╭──

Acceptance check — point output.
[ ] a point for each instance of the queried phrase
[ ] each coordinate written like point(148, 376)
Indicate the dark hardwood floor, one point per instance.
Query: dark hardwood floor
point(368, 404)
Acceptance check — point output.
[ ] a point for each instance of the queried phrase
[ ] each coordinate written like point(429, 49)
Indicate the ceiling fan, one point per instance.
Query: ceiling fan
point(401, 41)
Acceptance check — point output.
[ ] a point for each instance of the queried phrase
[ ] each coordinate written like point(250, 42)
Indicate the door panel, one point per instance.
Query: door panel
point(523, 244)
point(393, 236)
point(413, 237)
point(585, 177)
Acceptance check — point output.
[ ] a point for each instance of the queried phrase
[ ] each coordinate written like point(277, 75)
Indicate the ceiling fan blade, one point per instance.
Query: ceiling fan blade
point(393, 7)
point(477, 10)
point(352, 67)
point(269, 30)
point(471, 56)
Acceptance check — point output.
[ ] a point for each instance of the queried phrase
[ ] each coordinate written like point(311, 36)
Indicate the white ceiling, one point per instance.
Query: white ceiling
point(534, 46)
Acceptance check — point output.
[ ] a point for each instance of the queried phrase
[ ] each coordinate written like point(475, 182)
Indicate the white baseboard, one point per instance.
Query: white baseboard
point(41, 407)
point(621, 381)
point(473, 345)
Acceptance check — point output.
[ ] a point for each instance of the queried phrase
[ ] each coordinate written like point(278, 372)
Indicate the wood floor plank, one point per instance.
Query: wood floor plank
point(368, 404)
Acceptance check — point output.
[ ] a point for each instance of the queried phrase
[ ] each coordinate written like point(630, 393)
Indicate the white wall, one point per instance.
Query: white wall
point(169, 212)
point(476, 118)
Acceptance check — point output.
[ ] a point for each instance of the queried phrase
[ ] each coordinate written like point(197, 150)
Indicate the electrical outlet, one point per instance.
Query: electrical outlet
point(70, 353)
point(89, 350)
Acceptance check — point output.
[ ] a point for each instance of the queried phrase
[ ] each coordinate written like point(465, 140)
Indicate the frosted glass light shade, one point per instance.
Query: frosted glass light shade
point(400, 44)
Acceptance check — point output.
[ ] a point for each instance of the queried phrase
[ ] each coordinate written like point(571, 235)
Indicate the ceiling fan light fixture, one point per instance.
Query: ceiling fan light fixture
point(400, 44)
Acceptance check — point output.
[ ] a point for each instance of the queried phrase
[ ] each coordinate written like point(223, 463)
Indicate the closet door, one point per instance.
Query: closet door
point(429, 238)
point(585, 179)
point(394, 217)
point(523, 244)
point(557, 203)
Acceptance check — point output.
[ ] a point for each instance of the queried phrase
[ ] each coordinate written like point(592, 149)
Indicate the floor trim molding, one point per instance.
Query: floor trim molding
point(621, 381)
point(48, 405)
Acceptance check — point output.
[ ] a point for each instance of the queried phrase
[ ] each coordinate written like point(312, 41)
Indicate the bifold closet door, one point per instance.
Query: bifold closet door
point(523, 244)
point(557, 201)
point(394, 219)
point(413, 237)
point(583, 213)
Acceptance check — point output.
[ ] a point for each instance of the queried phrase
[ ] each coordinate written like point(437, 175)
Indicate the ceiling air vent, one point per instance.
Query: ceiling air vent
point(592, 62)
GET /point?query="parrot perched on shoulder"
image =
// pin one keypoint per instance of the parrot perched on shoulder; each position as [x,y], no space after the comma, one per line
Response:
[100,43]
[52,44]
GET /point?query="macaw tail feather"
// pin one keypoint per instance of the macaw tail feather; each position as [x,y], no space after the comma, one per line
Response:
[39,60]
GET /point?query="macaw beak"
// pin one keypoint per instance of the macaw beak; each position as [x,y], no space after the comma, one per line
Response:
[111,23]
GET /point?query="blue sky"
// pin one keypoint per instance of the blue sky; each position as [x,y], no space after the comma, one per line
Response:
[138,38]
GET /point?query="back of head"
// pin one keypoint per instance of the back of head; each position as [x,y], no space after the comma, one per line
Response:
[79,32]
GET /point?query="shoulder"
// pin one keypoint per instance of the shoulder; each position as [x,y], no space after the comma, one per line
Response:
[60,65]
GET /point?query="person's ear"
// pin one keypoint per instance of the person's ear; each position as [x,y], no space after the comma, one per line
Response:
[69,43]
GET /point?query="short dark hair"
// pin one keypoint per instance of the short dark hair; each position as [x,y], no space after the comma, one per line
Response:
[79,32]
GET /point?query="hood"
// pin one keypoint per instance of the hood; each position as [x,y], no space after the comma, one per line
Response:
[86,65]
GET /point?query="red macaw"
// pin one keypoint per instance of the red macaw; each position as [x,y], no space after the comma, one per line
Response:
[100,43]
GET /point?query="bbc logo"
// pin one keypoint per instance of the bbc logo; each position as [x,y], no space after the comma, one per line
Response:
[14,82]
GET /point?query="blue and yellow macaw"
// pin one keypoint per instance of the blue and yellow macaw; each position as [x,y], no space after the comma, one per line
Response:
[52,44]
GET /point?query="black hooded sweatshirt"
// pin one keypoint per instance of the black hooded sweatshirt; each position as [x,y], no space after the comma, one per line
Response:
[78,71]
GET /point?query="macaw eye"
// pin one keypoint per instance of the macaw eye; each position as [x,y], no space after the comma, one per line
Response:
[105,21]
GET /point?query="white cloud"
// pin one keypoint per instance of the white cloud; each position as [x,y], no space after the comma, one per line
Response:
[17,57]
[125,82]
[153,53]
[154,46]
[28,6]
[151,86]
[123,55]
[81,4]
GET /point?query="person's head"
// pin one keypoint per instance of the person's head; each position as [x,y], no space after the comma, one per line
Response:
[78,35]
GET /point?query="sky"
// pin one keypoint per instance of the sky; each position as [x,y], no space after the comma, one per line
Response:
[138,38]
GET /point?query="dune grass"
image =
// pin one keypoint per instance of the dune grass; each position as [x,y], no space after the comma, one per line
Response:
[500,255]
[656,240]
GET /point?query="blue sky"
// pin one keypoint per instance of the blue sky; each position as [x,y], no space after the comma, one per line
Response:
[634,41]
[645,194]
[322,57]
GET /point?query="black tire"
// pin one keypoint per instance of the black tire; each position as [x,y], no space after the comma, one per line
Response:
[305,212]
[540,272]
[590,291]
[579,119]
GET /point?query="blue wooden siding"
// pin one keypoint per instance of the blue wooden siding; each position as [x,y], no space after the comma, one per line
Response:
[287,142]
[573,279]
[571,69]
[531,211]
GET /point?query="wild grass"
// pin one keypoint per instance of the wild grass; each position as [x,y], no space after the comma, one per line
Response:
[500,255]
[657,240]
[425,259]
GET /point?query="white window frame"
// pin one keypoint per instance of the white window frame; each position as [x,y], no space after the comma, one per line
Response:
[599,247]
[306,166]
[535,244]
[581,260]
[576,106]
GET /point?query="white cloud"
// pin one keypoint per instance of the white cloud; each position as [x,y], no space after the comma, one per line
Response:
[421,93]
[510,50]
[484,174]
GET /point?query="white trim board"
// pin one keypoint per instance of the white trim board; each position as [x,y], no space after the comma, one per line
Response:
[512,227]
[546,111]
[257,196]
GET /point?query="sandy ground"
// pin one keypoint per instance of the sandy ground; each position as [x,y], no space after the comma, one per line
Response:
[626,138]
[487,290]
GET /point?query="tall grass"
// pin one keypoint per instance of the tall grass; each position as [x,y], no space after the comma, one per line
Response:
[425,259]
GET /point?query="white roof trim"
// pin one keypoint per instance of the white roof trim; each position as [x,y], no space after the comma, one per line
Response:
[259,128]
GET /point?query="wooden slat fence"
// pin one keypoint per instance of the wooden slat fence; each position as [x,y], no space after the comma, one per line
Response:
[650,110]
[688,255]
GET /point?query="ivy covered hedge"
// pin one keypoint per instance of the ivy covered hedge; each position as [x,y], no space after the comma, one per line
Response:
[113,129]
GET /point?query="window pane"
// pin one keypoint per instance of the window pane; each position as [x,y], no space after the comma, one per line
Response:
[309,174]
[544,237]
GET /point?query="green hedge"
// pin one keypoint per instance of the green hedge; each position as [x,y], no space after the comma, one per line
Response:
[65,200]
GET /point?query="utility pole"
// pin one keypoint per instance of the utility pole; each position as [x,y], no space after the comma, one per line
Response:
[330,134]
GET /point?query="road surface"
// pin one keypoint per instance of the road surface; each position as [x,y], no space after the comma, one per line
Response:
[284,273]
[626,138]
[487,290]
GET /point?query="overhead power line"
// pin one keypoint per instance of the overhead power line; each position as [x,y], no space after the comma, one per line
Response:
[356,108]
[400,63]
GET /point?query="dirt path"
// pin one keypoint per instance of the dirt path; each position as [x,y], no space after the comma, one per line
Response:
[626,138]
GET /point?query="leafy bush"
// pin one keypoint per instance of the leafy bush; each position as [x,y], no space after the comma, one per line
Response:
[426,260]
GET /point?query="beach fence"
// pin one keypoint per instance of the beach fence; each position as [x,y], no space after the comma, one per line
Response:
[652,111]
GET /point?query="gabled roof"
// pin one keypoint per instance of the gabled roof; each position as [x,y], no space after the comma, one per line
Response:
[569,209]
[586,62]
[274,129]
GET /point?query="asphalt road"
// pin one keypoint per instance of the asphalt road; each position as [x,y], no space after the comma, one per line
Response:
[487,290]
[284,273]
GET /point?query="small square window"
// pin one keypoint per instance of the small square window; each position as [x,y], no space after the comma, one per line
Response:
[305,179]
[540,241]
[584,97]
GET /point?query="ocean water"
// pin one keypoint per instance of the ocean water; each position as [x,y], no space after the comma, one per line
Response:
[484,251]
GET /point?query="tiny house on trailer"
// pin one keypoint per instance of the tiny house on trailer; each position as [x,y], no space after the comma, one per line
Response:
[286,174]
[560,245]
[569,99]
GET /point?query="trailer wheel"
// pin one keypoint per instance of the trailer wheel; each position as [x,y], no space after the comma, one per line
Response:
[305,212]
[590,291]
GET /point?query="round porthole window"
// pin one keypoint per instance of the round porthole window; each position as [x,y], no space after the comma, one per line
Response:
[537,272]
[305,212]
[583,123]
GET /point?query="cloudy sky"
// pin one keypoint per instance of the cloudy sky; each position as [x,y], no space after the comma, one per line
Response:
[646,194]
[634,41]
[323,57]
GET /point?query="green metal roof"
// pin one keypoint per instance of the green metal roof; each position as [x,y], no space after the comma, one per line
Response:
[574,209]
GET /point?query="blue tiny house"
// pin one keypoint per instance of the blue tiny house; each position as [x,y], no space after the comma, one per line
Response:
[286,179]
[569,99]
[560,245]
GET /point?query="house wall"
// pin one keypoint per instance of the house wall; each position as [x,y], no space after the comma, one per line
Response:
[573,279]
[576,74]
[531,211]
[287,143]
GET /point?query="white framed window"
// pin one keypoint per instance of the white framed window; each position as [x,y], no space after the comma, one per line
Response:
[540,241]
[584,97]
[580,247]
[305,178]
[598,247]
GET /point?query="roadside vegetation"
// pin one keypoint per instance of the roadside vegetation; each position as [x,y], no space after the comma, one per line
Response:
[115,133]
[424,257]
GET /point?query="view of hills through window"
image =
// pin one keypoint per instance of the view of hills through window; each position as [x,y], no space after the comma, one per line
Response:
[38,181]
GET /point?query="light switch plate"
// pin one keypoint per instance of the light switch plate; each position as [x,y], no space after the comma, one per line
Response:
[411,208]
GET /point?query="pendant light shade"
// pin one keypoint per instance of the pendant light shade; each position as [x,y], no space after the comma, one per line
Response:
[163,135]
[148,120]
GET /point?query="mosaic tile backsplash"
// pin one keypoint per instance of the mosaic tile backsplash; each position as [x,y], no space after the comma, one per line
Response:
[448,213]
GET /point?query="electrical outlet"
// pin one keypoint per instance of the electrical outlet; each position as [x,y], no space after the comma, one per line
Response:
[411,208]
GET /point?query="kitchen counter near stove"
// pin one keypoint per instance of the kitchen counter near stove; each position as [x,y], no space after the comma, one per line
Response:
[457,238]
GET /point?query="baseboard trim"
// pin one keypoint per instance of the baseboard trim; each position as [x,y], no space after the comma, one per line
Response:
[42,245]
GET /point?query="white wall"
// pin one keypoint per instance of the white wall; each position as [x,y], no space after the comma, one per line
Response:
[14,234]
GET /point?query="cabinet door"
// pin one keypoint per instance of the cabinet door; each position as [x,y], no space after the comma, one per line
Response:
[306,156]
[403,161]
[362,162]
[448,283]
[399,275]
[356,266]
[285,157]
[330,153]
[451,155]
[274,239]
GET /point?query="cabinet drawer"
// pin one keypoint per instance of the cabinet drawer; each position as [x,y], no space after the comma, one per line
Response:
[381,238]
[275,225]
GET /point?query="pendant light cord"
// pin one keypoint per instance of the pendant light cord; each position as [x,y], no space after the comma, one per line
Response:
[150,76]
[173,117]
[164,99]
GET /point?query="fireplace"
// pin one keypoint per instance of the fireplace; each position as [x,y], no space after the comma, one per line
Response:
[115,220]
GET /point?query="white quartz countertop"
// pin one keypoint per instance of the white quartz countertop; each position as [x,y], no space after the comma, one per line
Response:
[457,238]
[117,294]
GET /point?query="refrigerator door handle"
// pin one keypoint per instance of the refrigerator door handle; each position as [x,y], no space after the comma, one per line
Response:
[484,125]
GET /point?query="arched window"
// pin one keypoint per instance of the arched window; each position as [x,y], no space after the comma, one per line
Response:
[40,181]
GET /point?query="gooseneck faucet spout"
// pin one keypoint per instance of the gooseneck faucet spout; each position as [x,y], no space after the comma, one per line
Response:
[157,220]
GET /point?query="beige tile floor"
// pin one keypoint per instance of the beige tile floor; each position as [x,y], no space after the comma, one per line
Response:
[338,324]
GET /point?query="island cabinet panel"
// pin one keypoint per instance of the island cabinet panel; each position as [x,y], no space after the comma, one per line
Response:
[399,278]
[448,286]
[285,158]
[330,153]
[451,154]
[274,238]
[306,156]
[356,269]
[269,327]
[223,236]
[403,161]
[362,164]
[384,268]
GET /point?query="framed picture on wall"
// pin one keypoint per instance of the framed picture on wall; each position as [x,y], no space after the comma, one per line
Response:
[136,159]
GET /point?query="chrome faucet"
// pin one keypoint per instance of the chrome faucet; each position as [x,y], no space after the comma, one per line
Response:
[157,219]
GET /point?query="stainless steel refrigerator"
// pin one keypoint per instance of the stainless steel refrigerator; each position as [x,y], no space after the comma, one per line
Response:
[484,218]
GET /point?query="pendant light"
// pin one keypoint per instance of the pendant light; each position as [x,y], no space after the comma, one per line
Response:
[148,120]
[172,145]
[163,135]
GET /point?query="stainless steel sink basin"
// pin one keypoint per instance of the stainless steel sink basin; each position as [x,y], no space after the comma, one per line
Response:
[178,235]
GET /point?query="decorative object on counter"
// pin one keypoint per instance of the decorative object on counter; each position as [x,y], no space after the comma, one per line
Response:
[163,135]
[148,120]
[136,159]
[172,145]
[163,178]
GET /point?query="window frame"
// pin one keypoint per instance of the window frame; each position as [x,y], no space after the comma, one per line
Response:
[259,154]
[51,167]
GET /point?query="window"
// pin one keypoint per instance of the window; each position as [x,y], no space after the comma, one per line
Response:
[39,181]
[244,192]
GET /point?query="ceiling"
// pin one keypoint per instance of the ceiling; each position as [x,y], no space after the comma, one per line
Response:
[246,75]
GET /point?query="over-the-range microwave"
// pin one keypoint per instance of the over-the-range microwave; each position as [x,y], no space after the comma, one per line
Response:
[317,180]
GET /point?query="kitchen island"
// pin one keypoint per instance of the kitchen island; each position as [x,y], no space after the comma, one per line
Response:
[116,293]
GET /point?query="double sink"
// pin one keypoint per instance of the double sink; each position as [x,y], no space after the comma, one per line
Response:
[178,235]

╰──

• [Set exercise]
Return every line of the data that contains the string "covered", matching case exactly.

• [Written response]
GET /point?query="ivy covered hedge"
// pin one keypoint per instance of the ivy covered hedge; each position as [x,y], no space after the comma, one per line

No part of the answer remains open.